*** PROVIDED RECORDS
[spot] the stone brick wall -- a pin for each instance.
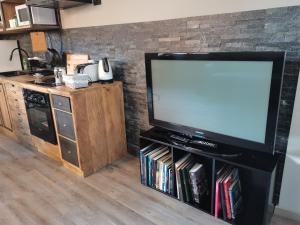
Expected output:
(262, 30)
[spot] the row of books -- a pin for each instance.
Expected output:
(228, 198)
(191, 180)
(157, 168)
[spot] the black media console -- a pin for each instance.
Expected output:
(257, 174)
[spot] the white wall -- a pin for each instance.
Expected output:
(290, 190)
(130, 11)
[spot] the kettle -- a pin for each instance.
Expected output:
(90, 68)
(105, 71)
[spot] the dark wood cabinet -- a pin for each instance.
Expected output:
(256, 170)
(65, 124)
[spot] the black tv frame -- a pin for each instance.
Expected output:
(278, 59)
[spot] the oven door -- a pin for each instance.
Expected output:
(41, 121)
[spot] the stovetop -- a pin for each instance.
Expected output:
(46, 83)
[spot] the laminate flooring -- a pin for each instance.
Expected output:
(35, 190)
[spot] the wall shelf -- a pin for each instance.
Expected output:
(7, 12)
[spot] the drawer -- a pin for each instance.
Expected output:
(62, 103)
(65, 124)
(69, 151)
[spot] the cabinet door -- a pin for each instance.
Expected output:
(4, 109)
(69, 151)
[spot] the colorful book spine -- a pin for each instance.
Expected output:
(227, 201)
(217, 200)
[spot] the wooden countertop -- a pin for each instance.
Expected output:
(24, 80)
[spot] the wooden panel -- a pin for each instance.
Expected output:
(4, 109)
(69, 151)
(46, 148)
(38, 42)
(65, 124)
(100, 126)
(16, 104)
(62, 103)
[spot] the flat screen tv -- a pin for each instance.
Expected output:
(230, 98)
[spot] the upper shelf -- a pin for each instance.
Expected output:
(8, 12)
(62, 4)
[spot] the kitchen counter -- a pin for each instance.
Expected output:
(23, 81)
(89, 122)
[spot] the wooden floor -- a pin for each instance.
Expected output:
(36, 191)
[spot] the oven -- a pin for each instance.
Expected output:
(39, 115)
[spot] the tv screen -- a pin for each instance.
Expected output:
(224, 97)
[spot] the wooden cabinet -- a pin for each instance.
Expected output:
(5, 116)
(90, 125)
(17, 110)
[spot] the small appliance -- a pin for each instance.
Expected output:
(90, 68)
(40, 16)
(105, 71)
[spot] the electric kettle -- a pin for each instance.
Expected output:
(105, 71)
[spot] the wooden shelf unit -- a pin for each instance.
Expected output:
(7, 12)
(257, 176)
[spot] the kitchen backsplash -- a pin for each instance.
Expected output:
(262, 30)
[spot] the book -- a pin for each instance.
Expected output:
(227, 182)
(186, 181)
(223, 208)
(149, 158)
(154, 166)
(166, 174)
(179, 181)
(177, 175)
(159, 169)
(143, 152)
(223, 204)
(220, 173)
(235, 197)
(162, 171)
(198, 182)
(182, 178)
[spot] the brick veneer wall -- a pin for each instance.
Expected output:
(263, 30)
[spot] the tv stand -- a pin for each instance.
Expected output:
(257, 172)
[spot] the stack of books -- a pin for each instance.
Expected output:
(191, 180)
(157, 168)
(228, 198)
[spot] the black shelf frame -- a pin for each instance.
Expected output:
(257, 171)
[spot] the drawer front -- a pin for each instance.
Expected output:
(69, 151)
(65, 124)
(62, 103)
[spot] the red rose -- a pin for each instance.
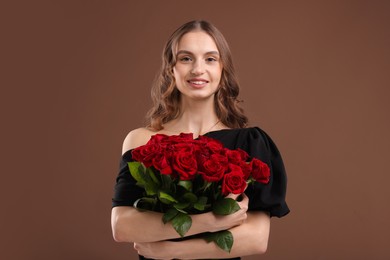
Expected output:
(158, 139)
(214, 168)
(146, 153)
(233, 181)
(181, 138)
(260, 171)
(184, 164)
(161, 163)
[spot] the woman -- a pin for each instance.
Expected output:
(197, 93)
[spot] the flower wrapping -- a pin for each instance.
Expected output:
(182, 176)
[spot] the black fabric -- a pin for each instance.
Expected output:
(263, 197)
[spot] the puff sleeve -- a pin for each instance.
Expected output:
(126, 192)
(267, 197)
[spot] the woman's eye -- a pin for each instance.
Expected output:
(185, 59)
(211, 59)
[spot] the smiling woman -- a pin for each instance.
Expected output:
(196, 93)
(198, 68)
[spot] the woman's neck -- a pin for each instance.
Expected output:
(197, 117)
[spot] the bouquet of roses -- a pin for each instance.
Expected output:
(183, 176)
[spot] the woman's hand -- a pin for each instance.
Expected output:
(237, 218)
(154, 250)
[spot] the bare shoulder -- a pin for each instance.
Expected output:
(136, 138)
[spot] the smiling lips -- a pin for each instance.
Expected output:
(197, 82)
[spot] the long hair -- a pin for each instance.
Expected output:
(166, 97)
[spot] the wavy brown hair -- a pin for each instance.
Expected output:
(166, 97)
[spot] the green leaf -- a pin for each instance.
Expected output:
******
_TASK INSTRUCTIONS:_ The expected answer is an exact copy of the lines above, beginning at the line with "[spot] the flat" and ending at the line with "[spot] the tv screen", with both ends in.

_OUTPUT OF THE EXERCISE:_
[spot] the flat screen tv -- a pin for each instance.
Expected output:
(230, 98)
[spot] the upper shelf -- a pin for each instance.
Expected output:
(8, 12)
(62, 4)
[spot] the kitchen counter -- a pin for each instance.
Expected output:
(23, 81)
(89, 122)
[spot] the wooden floor -- a pin for each instance.
Expected output:
(36, 191)
[spot] the oven -- a pin for each instance.
Expected output:
(39, 115)
[spot] the tv screen -- a pin for each instance.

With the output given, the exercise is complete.